*** EXERCISE DATA ***
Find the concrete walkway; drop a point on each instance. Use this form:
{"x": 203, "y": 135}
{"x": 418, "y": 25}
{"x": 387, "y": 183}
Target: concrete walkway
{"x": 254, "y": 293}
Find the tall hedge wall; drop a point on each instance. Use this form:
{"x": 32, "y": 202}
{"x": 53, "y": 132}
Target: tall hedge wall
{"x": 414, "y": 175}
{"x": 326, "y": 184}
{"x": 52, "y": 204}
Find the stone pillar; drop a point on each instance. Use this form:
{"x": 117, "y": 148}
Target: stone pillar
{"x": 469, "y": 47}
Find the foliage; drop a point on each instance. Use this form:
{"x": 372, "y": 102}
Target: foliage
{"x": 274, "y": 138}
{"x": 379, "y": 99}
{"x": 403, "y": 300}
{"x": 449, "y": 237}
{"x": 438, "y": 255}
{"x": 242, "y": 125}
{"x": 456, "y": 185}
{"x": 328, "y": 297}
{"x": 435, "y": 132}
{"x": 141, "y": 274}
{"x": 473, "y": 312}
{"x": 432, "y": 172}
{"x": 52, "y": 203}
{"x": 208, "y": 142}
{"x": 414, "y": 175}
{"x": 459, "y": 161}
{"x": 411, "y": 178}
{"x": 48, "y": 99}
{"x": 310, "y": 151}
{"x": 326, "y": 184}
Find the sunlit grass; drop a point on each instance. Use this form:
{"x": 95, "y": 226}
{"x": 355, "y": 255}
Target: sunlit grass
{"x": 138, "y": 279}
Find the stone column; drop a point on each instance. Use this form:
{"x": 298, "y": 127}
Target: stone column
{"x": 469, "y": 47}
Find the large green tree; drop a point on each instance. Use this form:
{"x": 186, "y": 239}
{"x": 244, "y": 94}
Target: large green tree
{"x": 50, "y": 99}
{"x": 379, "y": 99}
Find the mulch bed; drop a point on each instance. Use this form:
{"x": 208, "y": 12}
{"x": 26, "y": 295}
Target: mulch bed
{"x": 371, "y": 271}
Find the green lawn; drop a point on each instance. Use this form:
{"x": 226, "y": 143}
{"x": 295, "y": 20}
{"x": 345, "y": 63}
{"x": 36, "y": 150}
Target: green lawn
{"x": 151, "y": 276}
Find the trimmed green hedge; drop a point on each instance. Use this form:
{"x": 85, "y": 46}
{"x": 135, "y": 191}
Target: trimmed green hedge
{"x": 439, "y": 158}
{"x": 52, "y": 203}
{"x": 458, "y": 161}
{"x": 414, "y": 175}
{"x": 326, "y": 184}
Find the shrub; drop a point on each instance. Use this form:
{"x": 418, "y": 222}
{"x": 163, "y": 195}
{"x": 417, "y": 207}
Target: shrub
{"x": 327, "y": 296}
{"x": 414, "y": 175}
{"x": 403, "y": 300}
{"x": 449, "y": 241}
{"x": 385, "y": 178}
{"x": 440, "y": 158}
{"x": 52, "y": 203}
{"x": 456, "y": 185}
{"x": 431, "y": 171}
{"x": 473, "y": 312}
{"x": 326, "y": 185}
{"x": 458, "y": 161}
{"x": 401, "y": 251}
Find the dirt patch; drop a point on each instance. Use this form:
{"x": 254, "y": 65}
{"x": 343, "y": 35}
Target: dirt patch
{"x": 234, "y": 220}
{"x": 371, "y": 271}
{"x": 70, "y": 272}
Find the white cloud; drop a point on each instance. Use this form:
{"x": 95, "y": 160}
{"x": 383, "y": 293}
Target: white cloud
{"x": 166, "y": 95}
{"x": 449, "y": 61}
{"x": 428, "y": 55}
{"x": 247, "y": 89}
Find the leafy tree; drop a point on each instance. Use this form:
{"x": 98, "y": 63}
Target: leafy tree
*** End of EXERCISE DATA ***
◆ **PROBLEM TO WORK ON**:
Give back all of the records exactly as they were provided above.

◆ **RESULT**:
Find the concrete walkway; drop a point on each instance. Use this form:
{"x": 203, "y": 135}
{"x": 418, "y": 25}
{"x": 387, "y": 183}
Target: concrete walkway
{"x": 254, "y": 293}
Find the tall hedge wall; drop a point on each instance. Use this form:
{"x": 32, "y": 202}
{"x": 53, "y": 132}
Target: tall hedge wall
{"x": 414, "y": 175}
{"x": 326, "y": 184}
{"x": 52, "y": 204}
Find the stone pillar; drop a point on each instance. Use this form:
{"x": 117, "y": 148}
Target: stone pillar
{"x": 469, "y": 47}
Find the foliage; drop a point on each instance. Use this form:
{"x": 372, "y": 102}
Target: foliage
{"x": 274, "y": 138}
{"x": 379, "y": 99}
{"x": 403, "y": 300}
{"x": 449, "y": 237}
{"x": 438, "y": 255}
{"x": 242, "y": 125}
{"x": 456, "y": 185}
{"x": 328, "y": 297}
{"x": 435, "y": 132}
{"x": 141, "y": 274}
{"x": 473, "y": 312}
{"x": 432, "y": 172}
{"x": 52, "y": 203}
{"x": 208, "y": 142}
{"x": 414, "y": 175}
{"x": 459, "y": 161}
{"x": 411, "y": 178}
{"x": 48, "y": 99}
{"x": 310, "y": 151}
{"x": 326, "y": 184}
Find the sunlit grass; drop a point on each instance. Use this form:
{"x": 95, "y": 226}
{"x": 355, "y": 255}
Target: sunlit grass
{"x": 138, "y": 279}
Find the stone column; drop a point on each instance. Use this form:
{"x": 298, "y": 127}
Target: stone column
{"x": 469, "y": 47}
Find the large green tree; drop a point on each instance. Use this form:
{"x": 186, "y": 239}
{"x": 244, "y": 94}
Target: large green tree
{"x": 50, "y": 99}
{"x": 379, "y": 99}
Find the mulch bed; drop a point on each instance. Use this form:
{"x": 208, "y": 12}
{"x": 26, "y": 295}
Target: mulch bed
{"x": 371, "y": 271}
Find the green lawn; drop a point on each instance. Use this form:
{"x": 226, "y": 143}
{"x": 295, "y": 20}
{"x": 345, "y": 63}
{"x": 36, "y": 150}
Target: green lawn
{"x": 151, "y": 276}
Find the trimmed green hedge; drop a point on each instance. Use this form:
{"x": 85, "y": 46}
{"x": 135, "y": 191}
Target: trimmed green hedge
{"x": 439, "y": 158}
{"x": 52, "y": 203}
{"x": 458, "y": 161}
{"x": 414, "y": 175}
{"x": 326, "y": 184}
Find the shrub; drop a point on each instance. Use this form:
{"x": 418, "y": 222}
{"x": 163, "y": 195}
{"x": 417, "y": 207}
Target: shrub
{"x": 327, "y": 296}
{"x": 414, "y": 175}
{"x": 403, "y": 300}
{"x": 449, "y": 241}
{"x": 385, "y": 178}
{"x": 440, "y": 158}
{"x": 52, "y": 203}
{"x": 456, "y": 185}
{"x": 431, "y": 171}
{"x": 473, "y": 312}
{"x": 326, "y": 185}
{"x": 458, "y": 161}
{"x": 401, "y": 251}
Find the dirt patch; drop a point on each instance. Use this form:
{"x": 254, "y": 65}
{"x": 343, "y": 35}
Target: dirt patch
{"x": 234, "y": 220}
{"x": 371, "y": 271}
{"x": 70, "y": 272}
Find the white cloud; drop a point on each instance. Use this form:
{"x": 95, "y": 160}
{"x": 383, "y": 293}
Target: white cloud
{"x": 166, "y": 95}
{"x": 449, "y": 61}
{"x": 428, "y": 55}
{"x": 247, "y": 89}
Find the leafy tree; drop a point on each instance. Use this form:
{"x": 98, "y": 63}
Target: leafy tree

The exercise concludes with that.